Excerpted text »
An evening on the ship and a good night’s sleep and lots of water helped bring me back into balance after the heat incident in Ephesus, so we were all ready to go for the next day in Santorini. Santorini was another tendering port, and there was another catch in accessing this island: only 3 ways to get from sea level to the 1000 ft elevation town of Fira above: cable car, donkey, or hiking. We knew we did not want to push my climbing that early in the day (no repeats of shortened days!), we were both feeling icky from sinus infections, and wanted to make the most of our time on Santorini by getting to the top as fast as possible. The cable car is the obvious choice, but we knew that it is very slow, and cannot accommodate a ships worth of people very efficiently. We did not want to get stuck in a line, so we got up early, grabbed tender tickets early, scarfed breakfast, and got on the first boat in. No line! Perfect!
We had two main missions on Santorini: Minoan ruins of Acrotiri and photos and views in Oia. Problem: they were on opposite ends of the island. Solution: plan the day out efficiently. We grabbed a local bus schedule and hopped onto the first available bus to Acrotiri. The drive across the island was stunning, in a very dry, deserty way. It was extremely hot, arid, and brown. Most of the ground was desert dirt of volcanic rock/ash. The houses were all white, accented with bright blue and colorful bougainvillea flowers. This harsh landscape was back cast perfectly by the clear, deep blue water of the caldera. Really quite stunning and unlike any place I had ever been.

Records »

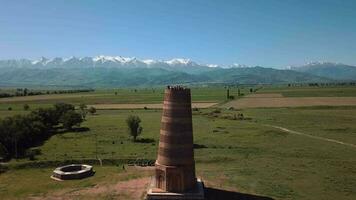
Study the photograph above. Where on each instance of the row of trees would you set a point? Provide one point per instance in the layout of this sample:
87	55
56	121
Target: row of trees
27	92
20	132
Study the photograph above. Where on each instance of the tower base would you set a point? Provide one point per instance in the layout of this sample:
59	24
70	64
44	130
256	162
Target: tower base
158	194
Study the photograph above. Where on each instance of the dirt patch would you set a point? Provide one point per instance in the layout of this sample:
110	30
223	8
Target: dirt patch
134	189
253	102
153	105
266	95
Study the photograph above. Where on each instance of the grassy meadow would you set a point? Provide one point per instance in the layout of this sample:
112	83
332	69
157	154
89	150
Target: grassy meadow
244	155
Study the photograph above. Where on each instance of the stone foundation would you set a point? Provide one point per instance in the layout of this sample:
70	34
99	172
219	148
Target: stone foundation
158	194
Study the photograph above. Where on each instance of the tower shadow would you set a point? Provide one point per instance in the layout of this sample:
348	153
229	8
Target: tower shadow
217	194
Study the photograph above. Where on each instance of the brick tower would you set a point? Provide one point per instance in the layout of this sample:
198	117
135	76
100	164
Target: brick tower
175	166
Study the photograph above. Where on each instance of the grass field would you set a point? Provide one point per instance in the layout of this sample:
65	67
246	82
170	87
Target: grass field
247	156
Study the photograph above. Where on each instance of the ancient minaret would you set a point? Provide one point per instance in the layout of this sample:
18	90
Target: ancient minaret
175	169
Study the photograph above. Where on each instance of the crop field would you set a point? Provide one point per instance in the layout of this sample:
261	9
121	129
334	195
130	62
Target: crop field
282	152
272	100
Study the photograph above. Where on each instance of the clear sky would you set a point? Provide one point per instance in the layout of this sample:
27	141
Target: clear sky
271	33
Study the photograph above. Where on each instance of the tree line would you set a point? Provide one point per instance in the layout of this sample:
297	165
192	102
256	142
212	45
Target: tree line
20	132
27	92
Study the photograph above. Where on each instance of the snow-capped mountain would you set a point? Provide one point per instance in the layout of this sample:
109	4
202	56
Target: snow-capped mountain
100	61
337	71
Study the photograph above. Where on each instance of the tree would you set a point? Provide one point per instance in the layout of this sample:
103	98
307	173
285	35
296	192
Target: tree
133	123
26	107
62	108
92	110
70	119
83	110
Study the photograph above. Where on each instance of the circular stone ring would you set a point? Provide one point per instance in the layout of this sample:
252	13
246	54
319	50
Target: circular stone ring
74	171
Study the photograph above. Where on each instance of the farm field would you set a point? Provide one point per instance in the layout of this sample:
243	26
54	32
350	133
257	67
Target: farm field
248	156
272	100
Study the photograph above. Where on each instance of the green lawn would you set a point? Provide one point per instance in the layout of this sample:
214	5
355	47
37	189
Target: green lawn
304	91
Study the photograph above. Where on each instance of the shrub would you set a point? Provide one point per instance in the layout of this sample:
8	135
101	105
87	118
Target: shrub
133	123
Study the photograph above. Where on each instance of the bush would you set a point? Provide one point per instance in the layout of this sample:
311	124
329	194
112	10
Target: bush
70	119
92	110
133	123
26	107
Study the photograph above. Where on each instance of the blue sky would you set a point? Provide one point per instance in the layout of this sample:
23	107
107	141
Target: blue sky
268	33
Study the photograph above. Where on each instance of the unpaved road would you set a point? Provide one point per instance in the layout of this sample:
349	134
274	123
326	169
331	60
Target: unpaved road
276	100
148	105
311	136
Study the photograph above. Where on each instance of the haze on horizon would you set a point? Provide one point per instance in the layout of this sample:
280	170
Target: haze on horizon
266	33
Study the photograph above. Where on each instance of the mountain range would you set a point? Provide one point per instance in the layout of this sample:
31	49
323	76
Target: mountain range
117	71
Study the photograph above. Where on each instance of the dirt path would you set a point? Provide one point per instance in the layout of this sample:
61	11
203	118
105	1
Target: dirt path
148	105
274	100
311	136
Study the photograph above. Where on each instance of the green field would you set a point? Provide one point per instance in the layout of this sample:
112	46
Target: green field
247	156
304	91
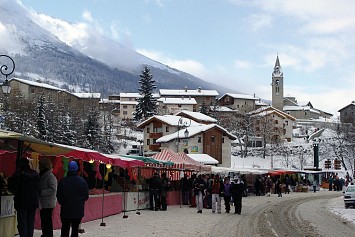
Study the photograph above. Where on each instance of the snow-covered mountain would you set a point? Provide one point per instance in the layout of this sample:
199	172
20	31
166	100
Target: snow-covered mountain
107	67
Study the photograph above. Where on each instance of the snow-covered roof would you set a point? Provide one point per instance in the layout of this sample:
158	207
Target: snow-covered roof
295	108
197	116
351	104
197	92
222	109
88	95
37	84
241	96
300	108
129	102
203	158
107	101
186	101
261	103
171	120
193	130
269	109
130	95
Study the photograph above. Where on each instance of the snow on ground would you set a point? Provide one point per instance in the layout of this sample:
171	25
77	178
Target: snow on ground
337	206
178	222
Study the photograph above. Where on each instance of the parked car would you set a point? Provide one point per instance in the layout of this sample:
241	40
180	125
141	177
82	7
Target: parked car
349	196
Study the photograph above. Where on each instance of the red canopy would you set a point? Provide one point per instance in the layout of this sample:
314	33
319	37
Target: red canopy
88	155
129	162
180	161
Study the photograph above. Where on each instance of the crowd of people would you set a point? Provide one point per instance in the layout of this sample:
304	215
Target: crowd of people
41	190
202	191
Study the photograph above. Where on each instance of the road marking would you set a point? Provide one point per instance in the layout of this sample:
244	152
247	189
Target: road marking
272	229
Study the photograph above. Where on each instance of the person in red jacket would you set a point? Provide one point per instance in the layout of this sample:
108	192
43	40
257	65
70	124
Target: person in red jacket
72	193
25	184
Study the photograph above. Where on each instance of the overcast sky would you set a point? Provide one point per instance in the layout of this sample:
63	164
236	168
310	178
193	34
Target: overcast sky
232	42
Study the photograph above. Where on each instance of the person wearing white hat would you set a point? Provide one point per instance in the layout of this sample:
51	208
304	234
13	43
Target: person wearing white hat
72	193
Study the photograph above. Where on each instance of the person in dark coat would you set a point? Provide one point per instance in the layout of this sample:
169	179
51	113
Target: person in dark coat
199	189
72	193
257	186
278	187
287	185
237	190
24	184
227	194
185	187
164	191
154	191
47	196
217	188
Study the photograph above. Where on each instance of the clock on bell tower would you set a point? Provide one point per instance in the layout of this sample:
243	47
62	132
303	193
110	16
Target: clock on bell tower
277	86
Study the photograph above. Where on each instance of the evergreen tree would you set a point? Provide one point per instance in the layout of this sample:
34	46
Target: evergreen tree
146	106
21	115
41	117
52	117
69	132
92	130
204	108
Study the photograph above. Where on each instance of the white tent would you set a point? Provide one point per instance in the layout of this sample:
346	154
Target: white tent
204	159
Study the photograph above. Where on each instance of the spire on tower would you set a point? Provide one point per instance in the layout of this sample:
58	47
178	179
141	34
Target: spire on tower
277	69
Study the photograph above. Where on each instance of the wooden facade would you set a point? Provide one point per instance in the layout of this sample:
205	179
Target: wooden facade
212	145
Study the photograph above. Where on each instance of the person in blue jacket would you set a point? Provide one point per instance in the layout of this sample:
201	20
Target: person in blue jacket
25	184
72	193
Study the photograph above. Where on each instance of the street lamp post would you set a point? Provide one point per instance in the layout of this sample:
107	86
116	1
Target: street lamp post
6	69
181	124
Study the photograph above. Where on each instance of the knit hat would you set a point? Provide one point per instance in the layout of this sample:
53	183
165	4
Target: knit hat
73	166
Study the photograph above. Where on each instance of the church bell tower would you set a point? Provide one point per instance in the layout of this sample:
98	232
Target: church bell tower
277	86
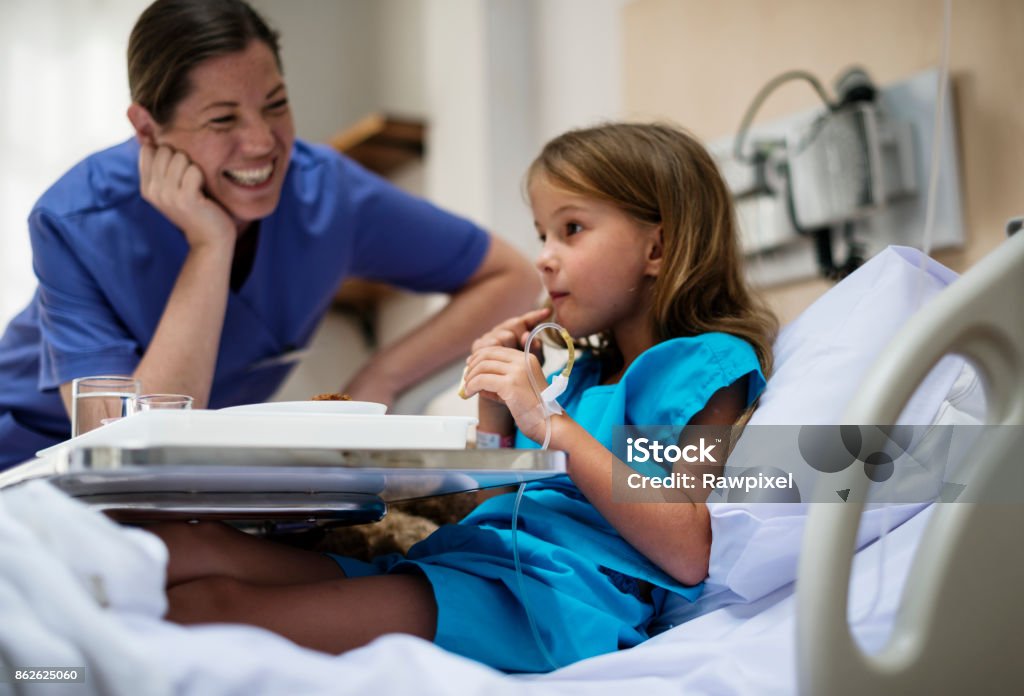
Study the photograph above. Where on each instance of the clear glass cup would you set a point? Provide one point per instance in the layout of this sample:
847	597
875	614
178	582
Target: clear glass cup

Assignment 1 »
Reproduce the Santorini travel account word for word, everything from "We had two main" down to "had ever been.".
Assignment 2 »
Write the next part of the Santorini travel account, starting right after its final sentence.

Expected answer 1 »
We had two main missions on Santorini: Minoan ruins of Acrotiri and photos and views in Oia. Problem: they were on opposite ends of the island. Solution: plan the day out efficiently. We grabbed a local bus schedule and hopped onto the first available bus to Acrotiri. The drive across the island was stunning, in a very dry, deserty way. It was extremely hot, arid, and brown. Most of the ground was desert dirt of volcanic rock/ash. The houses were all white, accented with bright blue and colorful bougainvillea flowers. This harsh landscape was back cast perfectly by the clear, deep blue water of the caldera. Really quite stunning and unlike any place I had ever been.

Expected answer 2 »
Like I mention in other posts, Matt loves history. His two favorite cultures: Roman and Minoan. And this was Minoan country. We were going to explore the ruins of an ancient, ancient people, a highly developed civilization dating back 3,500 years preserved under layers of volcanic debris. The archeological site of Acrotiri had actually been closed to tourists for the past 7 years so we were not expecting to see it, but we learned on the ship it had reopened in April! Just our luck! We toured around the beautifully excavated site (all covered and indoors…really ideal for such a hot place!) taking our time to soak it all in.
After Acroteri we were tempted to follow the bikini clad moped crew to the beach (Red Beach was just around the corner) but we decided to take the bus back to Oia and get the iconic Santorini view that I was craving. We could lounge on the pool deck later.
Oia did not disappoint. It was not the same quiet experience of exploring the ruins through. Every view was jam packed with tourists trying to replicate Santorini’s famous blue domed postcard images. We wandered town, took photos, and finally found some gyros for a late lunch. Gyros in Greece! Another local food checked off the list! The bus ride back to town was twisty and turny, and after scarfing down our gyros in record time (no food on the buses) we were feeling a bit queasy.
This time we did get caught in line for the cable car, but we enjoyed the view and were relieved that we at least did not miss the last tender boat!
First stop back onboard? Medical office. We were ready to admit that we needed something to take for these sinus infections. Everyone we had talked to had caught the same thing we did, so there was defiantly something going around the ship. It would have been better to get meds a few days earlier, but we were concerned that we could potentially, possibly, get quarantined to our room and miss Santorini. No way! However, when the nurse handed us Sudafed, we were so grateful. A few hours later we were feeling better, sailing away, and enjoying our time aboard.